_PASSAGE CITÉ_:
%%

Sortir Bordeaux Gironde : La musique chez toi, question de précocité.
Izïa :
En fait, j'ai commencé très vite à toucher au piano, puis je me suis mis à chanter (on parle de duos improvisés avec son père), à jouer de la gratte... un peu comme tout le monde quoi. Mais surtout quand j'étais gamine, à la maison, mes parents écoutaient beaucoup de choses, des Beatles à Barbara, ça m'a permis de goûter à une culture musicale très large. Et même si ado, mon truc à moi, c'était plutôt Britney Spears ou Shakira... ça faisait hurler mon père mais je kiffais. Et puis à 14 ans, ça a été mon premier festival, beaucoup de rencontres avec des gens qui écoutaient des choses plus rock : du coup, j'ai bifurqué vers Muse, Led Zep' et Nirvana. Le tout avec le collier à pics et le sac Eastpak, une vraie tête à claques !

Sortir : Et puis cette première scène improvisée, au Cabaret Sauvage...
Izïa :
En fait, le patron de l'époque était un bon ami à mon père. Un soir, comme il savait pour mes petites compos, il m'a proposé de monter sur scène : je fais mon truc (Life is going down, que l'on retrouve sur l'album) et là, il se passe quelque chose avec les gens présents. Du coup, le patron décide de me programmer pour un festival qui devait avoir lieu sur la même scène quelques mois plus tard : ça m'a obligé à monter un groupe et à écrire de nouvelles compos afin de pouvoir assurer un set d'une demi-heure minimum. Derrière, on a continué à bosser nos compos et tout s'est enchaîné...

Sortir : Jusqu'à ce premier album.
Izïa :
Aujourd'hui l'équipe (les musiciens) a changé, mais c'est vraiment hypergratifiant d'avoir réussi à faire ce truc-là. Au final 12 titres rock, du rock libre, brut et spontané, balancé sans se poser de questions, le rock que j'aime quoi. Quelque chose d'à la fois hyperje-m'en-foutiste et très contrôlé.

Sortir : Et tes textes, tes compos ?
Izïa :
C'est très varié, avec des choses écrites à 13-14 ans, même si la plupart ne me ressemble plus vraiment aujourd'hui... En fait, j'ai une façon d'écrire assez particulière, qui parle davantage de la mélodie que du texte : au départ, je chante ce que m'inspire la musique, avant de re-travailler le truc derrière. Au final, ça donne quelque chose d'hypersignificatif de ce que me fait ressentir la chanson. Si tu prends Let me alone, le premier couplet installe la situation (une nana seule dans sa chambre), puis au fur et à mesure, ça monte en intensité musicalement jusqu'à ce qu'elle se lâche : laisse moi tranquille !!!! En fait, elle dit ça parce qu'elle a envie d'avoir quelqu'un près d'elle...

Sortir : C'est ta première grosse tournée ?

%%

_LISTE DES ENTRÉES_:
%%

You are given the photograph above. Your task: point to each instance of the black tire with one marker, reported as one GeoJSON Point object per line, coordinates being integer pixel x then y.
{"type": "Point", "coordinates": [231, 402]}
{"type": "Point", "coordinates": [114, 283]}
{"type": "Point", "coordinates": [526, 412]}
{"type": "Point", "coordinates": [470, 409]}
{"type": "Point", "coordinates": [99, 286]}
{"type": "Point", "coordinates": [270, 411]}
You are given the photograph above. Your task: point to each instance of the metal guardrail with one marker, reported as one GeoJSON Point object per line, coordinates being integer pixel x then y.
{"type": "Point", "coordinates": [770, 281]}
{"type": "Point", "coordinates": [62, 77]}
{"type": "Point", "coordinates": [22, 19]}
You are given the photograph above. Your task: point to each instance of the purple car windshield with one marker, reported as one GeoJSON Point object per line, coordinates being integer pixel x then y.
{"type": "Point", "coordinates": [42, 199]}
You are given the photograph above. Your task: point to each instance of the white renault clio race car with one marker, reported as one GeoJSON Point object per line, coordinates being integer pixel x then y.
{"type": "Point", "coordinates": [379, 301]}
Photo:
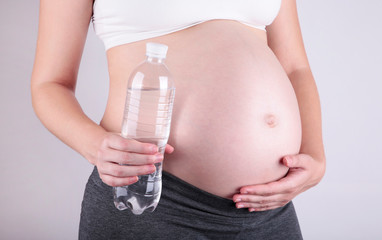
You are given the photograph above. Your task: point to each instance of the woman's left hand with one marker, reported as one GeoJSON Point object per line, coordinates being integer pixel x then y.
{"type": "Point", "coordinates": [304, 173]}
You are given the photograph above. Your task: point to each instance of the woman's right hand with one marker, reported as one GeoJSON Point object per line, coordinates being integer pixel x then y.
{"type": "Point", "coordinates": [120, 160]}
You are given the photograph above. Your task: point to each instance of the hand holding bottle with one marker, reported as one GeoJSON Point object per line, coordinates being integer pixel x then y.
{"type": "Point", "coordinates": [121, 160]}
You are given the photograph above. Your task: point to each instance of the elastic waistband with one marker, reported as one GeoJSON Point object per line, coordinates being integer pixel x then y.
{"type": "Point", "coordinates": [182, 193]}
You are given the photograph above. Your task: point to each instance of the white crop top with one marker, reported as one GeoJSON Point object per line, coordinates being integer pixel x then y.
{"type": "Point", "coordinates": [118, 22]}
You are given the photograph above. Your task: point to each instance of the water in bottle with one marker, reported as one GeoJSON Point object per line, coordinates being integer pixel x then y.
{"type": "Point", "coordinates": [147, 118]}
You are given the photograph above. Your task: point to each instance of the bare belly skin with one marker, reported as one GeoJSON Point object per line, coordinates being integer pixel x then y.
{"type": "Point", "coordinates": [235, 112]}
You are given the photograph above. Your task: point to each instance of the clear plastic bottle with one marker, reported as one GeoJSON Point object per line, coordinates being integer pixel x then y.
{"type": "Point", "coordinates": [147, 118]}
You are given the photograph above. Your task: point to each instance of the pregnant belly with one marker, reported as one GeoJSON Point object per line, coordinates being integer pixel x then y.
{"type": "Point", "coordinates": [235, 112]}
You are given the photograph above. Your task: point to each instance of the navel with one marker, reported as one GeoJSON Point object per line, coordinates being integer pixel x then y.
{"type": "Point", "coordinates": [270, 120]}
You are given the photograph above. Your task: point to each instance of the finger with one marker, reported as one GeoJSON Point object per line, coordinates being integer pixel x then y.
{"type": "Point", "coordinates": [258, 207]}
{"type": "Point", "coordinates": [169, 148]}
{"type": "Point", "coordinates": [130, 145]}
{"type": "Point", "coordinates": [129, 158]}
{"type": "Point", "coordinates": [120, 171]}
{"type": "Point", "coordinates": [118, 182]}
{"type": "Point", "coordinates": [280, 198]}
{"type": "Point", "coordinates": [278, 187]}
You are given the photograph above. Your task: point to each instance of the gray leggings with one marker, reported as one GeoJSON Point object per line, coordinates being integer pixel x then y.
{"type": "Point", "coordinates": [184, 212]}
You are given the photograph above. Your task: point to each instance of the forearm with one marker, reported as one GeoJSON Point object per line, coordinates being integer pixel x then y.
{"type": "Point", "coordinates": [310, 111]}
{"type": "Point", "coordinates": [60, 112]}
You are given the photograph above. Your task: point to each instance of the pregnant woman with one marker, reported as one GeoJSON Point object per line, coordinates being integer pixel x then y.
{"type": "Point", "coordinates": [246, 126]}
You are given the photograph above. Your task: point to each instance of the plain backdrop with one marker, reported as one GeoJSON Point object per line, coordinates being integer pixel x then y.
{"type": "Point", "coordinates": [42, 180]}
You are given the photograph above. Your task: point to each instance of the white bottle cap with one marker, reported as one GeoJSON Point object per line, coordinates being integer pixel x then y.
{"type": "Point", "coordinates": [157, 50]}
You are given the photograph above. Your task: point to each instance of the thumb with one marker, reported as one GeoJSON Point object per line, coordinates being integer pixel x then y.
{"type": "Point", "coordinates": [292, 161]}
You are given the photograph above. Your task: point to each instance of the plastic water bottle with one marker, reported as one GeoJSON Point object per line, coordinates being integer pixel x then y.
{"type": "Point", "coordinates": [147, 118]}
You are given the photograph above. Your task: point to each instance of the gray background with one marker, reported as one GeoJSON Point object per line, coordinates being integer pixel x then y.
{"type": "Point", "coordinates": [42, 180]}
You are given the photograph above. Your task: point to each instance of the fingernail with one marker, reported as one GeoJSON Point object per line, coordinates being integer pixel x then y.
{"type": "Point", "coordinates": [158, 158]}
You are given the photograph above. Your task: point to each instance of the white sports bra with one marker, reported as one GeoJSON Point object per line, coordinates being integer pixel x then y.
{"type": "Point", "coordinates": [118, 22]}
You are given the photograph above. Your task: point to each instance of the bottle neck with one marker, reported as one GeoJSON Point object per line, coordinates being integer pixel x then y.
{"type": "Point", "coordinates": [155, 59]}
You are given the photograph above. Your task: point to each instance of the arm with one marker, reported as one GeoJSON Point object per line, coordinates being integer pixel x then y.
{"type": "Point", "coordinates": [63, 26]}
{"type": "Point", "coordinates": [307, 168]}
{"type": "Point", "coordinates": [285, 39]}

%%

_OBJECTIF DE L'EXERCICE_:
Peux-tu transcrire à l'identique le passage de l'entretien avec Izïa, de « Sortir Bordeaux Gironde » à « à claques ! » ? Les entrées proviennent d'une autre source.

_RÉSULTAT PRODUIT_:
Sortir Bordeaux Gironde : La musique chez toi, question de précocité.
Izïa :
En fait, j'ai commencé très vite à toucher au piano, puis je me suis mis à chanter (on parle de duos improvisés avec son père), à jouer de la gratte... un peu comme tout le monde quoi. Mais surtout quand j'étais gamine, à la maison, mes parents écoutaient beaucoup de choses, des Beatles à Barbara, ça m'a permis de goûter à une culture musicale très large. Et même si ado, mon truc à moi, c'était plutôt Britney Spears ou Shakira... ça faisait hurler mon père mais je kiffais. Et puis à 14 ans, ça a été mon premier festival, beaucoup de rencontres avec des gens qui écoutaient des choses plus rock : du coup, j'ai bifurqué vers Muse, Led Zep' et Nirvana. Le tout avec le collier à pics et le sac Eastpak, une vraie tête à claques !